→ **AIM**: Pull out each line of the rows below that contains the word "instance", and copy those lines.

[Items from a dataset]
..........

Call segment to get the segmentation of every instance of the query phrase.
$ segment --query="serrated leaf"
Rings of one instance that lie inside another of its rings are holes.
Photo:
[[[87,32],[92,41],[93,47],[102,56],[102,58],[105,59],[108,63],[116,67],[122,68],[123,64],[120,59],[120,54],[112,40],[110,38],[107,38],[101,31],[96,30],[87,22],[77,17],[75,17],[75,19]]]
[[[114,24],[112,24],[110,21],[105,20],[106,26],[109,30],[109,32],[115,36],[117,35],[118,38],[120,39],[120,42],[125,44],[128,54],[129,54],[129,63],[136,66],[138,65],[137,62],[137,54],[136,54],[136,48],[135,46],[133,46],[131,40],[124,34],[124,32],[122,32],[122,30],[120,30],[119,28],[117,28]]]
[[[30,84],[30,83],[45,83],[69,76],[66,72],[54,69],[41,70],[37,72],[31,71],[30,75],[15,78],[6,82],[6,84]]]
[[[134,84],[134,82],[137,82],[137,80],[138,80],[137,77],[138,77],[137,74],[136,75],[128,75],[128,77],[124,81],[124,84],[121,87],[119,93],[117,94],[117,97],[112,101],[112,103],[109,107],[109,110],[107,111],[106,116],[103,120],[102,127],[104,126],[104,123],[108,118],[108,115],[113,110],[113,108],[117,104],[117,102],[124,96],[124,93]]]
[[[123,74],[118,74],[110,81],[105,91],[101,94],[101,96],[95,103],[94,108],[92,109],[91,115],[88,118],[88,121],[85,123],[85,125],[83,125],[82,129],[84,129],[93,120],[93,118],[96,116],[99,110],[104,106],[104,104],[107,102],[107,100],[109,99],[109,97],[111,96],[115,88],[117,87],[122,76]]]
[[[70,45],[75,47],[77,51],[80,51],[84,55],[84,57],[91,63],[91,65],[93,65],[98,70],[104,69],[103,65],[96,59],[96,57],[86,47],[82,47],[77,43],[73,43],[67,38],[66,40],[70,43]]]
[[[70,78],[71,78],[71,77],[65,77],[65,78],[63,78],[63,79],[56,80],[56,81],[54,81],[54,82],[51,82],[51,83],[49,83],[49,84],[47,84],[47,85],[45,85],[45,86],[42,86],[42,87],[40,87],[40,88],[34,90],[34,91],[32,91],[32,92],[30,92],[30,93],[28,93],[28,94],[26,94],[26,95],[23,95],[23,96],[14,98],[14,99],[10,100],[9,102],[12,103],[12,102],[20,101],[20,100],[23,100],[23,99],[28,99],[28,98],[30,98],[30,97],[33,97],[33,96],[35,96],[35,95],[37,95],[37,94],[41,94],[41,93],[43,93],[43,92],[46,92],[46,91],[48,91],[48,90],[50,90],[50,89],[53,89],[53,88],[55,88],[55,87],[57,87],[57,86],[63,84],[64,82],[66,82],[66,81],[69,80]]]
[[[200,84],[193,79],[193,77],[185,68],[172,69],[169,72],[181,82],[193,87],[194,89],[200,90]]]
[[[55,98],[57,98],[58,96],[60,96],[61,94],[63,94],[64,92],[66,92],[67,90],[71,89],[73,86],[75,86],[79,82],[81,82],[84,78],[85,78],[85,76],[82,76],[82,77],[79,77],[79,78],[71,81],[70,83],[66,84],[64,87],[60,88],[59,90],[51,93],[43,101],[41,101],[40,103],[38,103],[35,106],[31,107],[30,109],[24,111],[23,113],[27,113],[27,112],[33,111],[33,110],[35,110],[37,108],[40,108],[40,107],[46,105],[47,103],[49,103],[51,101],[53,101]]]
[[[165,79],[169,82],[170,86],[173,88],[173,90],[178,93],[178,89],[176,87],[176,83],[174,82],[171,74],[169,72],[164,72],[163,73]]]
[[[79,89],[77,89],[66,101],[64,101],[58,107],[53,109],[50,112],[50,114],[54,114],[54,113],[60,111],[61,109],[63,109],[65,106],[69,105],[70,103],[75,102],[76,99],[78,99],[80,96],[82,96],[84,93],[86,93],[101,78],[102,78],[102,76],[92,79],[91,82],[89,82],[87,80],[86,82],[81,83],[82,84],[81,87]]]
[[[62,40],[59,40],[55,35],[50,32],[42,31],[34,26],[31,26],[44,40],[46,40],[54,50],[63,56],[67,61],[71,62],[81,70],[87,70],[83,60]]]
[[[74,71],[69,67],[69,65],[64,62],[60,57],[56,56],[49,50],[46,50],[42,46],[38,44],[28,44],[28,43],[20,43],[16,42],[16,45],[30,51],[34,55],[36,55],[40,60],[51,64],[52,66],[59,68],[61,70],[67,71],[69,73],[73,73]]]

..........

→ **EXERCISE RESPONSE**:
Call segment to get the segmentation of every instance of the query phrase.
Rings of one instance that lie inside another of its rings are holes.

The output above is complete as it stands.